++++ DATASET ROWS ++++

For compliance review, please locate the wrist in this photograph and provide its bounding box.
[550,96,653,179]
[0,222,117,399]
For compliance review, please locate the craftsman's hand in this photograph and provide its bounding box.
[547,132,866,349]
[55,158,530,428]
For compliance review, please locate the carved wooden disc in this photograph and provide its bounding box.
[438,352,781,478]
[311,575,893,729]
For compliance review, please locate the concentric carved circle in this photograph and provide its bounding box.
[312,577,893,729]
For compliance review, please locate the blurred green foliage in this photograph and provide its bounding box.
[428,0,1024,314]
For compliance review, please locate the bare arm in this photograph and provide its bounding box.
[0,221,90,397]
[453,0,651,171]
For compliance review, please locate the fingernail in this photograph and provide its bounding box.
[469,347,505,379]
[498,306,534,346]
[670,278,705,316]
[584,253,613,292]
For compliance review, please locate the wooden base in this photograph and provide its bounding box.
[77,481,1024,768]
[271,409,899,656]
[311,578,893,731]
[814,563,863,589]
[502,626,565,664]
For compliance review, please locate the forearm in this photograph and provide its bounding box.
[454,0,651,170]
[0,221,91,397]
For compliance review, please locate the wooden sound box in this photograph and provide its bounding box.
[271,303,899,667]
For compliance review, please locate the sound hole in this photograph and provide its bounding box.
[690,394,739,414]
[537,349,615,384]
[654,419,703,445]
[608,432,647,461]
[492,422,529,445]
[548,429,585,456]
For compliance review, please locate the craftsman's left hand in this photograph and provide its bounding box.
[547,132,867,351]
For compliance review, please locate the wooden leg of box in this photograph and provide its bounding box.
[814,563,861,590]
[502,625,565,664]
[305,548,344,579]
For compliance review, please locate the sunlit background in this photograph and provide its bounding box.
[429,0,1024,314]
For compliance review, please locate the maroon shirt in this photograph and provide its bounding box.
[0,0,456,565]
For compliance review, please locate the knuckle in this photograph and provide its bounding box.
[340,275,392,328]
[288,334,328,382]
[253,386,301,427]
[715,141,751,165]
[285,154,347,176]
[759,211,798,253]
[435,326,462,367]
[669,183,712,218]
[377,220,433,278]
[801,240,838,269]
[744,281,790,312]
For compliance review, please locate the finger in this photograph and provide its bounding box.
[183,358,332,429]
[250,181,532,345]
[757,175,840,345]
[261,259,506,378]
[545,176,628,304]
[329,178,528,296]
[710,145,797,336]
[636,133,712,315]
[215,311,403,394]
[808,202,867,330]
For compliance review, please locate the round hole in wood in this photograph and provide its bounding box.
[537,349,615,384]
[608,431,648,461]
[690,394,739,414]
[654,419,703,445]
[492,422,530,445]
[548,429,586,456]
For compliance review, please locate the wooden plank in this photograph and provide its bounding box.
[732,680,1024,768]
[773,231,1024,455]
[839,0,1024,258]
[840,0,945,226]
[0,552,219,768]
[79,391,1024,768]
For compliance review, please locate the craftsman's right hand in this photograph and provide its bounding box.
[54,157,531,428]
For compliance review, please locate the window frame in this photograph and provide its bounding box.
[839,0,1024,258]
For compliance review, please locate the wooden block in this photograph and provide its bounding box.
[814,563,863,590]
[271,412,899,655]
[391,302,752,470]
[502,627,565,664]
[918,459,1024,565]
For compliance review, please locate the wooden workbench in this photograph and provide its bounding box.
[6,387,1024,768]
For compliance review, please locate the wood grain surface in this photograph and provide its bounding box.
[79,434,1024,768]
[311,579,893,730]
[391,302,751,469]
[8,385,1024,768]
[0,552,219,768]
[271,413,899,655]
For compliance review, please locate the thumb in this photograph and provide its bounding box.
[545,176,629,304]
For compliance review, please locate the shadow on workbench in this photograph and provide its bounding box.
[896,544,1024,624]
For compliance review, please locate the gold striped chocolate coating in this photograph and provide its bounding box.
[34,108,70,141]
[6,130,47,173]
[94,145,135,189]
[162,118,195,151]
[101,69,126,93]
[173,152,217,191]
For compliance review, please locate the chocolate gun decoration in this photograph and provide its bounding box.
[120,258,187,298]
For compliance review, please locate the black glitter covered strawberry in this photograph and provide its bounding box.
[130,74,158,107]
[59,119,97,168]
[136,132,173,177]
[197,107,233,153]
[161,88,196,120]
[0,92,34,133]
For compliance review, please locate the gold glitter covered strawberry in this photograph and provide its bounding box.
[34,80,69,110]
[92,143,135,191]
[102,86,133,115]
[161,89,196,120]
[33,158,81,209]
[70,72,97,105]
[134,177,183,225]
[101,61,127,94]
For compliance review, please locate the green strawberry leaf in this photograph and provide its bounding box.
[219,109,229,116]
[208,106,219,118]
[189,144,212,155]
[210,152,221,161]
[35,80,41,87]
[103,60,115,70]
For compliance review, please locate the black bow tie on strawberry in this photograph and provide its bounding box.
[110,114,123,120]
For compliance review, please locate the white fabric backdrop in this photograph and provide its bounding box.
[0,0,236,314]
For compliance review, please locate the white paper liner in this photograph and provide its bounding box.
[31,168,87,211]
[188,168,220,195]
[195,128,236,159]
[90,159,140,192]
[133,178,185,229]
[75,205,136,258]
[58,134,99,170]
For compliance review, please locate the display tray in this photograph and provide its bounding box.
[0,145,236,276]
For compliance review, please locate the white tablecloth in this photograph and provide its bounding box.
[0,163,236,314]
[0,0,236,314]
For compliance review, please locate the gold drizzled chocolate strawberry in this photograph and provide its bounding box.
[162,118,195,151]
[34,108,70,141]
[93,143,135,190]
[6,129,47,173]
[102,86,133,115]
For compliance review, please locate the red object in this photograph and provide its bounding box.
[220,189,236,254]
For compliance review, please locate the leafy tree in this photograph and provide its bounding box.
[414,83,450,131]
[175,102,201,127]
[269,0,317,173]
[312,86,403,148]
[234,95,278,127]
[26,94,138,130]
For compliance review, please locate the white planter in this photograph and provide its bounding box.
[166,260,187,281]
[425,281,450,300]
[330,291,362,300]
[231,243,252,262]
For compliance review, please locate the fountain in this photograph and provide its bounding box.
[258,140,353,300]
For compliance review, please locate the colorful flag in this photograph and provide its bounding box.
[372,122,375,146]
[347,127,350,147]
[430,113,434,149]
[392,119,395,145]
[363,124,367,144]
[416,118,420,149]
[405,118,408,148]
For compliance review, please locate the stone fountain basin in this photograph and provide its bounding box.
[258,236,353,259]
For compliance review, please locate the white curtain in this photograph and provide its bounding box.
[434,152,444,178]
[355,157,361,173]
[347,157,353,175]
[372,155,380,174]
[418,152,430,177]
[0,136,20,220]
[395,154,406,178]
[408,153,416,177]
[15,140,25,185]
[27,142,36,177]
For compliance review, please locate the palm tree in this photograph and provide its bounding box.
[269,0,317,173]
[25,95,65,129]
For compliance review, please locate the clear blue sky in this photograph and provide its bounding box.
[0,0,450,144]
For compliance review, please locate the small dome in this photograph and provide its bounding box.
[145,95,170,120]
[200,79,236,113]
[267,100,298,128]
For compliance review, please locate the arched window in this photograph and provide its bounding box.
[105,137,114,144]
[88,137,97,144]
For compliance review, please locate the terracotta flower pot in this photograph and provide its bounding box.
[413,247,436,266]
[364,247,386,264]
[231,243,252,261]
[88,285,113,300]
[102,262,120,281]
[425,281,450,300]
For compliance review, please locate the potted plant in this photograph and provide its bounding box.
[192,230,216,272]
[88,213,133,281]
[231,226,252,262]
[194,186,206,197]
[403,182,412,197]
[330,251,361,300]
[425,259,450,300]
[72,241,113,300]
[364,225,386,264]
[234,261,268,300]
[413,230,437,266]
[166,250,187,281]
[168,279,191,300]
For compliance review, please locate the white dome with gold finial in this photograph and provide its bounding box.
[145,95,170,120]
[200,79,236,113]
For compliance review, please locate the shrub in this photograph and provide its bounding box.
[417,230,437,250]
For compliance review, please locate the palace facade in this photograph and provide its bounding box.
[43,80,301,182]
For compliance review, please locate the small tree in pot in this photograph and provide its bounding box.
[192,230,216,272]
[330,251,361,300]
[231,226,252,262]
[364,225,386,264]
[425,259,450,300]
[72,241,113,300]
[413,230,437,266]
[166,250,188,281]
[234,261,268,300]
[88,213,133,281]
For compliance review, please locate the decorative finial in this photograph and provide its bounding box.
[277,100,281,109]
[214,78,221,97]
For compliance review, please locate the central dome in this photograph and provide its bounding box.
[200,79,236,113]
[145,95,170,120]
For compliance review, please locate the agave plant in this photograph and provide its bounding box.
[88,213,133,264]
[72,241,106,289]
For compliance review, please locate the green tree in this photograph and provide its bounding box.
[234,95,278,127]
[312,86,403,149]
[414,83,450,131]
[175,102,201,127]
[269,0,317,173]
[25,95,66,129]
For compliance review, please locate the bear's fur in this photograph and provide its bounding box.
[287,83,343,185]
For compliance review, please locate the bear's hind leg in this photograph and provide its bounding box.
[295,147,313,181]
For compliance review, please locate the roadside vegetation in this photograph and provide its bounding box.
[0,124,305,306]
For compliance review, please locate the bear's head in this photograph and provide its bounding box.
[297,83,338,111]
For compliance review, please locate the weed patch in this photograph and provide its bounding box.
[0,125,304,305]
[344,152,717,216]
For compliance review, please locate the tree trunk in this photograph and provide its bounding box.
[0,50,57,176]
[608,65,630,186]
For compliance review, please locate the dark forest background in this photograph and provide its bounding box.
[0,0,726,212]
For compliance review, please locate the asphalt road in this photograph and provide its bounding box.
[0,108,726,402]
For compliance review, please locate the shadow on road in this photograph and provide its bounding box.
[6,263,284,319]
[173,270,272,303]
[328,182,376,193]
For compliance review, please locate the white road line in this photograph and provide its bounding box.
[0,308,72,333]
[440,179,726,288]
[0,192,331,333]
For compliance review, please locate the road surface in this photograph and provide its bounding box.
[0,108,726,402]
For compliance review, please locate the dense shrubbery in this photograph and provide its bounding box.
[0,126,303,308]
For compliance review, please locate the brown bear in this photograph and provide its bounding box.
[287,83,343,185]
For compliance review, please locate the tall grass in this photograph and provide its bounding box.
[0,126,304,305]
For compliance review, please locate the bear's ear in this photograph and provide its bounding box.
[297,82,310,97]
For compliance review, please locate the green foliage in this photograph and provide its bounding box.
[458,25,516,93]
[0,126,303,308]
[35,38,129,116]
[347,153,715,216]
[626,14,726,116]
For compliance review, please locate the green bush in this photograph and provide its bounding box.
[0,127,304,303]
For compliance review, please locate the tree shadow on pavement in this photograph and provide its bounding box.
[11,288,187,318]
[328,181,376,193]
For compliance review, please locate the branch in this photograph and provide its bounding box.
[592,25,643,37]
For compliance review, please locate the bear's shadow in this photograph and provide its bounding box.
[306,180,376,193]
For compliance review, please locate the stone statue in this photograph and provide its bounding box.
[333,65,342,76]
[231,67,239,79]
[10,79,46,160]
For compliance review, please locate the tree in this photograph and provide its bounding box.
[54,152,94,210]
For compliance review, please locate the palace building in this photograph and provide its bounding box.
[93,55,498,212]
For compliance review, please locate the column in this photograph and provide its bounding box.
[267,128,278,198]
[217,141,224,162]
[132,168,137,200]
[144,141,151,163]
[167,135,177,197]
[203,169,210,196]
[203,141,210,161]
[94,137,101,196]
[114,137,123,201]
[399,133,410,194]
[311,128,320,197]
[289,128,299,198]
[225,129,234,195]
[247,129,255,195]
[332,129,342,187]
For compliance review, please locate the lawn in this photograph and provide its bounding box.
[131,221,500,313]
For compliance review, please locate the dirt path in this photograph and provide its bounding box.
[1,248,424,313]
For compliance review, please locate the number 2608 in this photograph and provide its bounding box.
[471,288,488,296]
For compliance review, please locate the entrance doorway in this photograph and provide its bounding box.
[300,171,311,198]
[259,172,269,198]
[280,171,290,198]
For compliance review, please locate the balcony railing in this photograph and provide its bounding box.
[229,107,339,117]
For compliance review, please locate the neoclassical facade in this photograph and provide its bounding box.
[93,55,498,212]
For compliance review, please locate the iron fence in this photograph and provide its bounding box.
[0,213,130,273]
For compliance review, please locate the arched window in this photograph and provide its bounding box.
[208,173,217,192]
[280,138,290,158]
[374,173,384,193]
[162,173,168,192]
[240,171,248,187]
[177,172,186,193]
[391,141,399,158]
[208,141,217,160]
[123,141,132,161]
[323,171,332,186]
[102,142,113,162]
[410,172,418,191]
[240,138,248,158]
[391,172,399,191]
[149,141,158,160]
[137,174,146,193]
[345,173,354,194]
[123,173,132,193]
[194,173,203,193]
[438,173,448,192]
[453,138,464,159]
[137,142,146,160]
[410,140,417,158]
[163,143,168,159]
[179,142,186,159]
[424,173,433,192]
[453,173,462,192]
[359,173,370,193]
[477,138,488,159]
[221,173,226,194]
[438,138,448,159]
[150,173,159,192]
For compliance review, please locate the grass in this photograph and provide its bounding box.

++++

- _TASK DESCRIPTION_
In the data, copy the lines from the line with "For compliance review, please locate the black glitter" to the line with "[110,114,123,120]", putting "berry" in place of "strawberry" and leaving everything else unchanged.

- _FINISHED ANSWER_
For compliance review, please locate the black glitter covered berry in this photograph and provide its bounding box.
[130,74,158,107]
[59,119,97,168]
[136,132,173,177]
[197,107,233,153]
[161,88,196,120]
[0,92,34,133]
For compliance review, please locate the gold glitter covered berry in this photograph and provide its bounding box.
[34,80,69,110]
[92,143,135,191]
[102,86,133,115]
[161,89,196,120]
[33,158,81,209]
[70,72,97,105]
[134,177,183,225]
[101,61,127,94]
For compliance review, please locate the green berry leaf in this photograph and provide its bounding box.
[219,109,229,116]
[208,106,219,118]
[189,144,212,155]
[210,152,221,161]
[35,80,41,87]
[103,60,115,70]
For compliance review, please locate the black bow tie on berry in this photograph and provide its bounding box.
[110,114,123,120]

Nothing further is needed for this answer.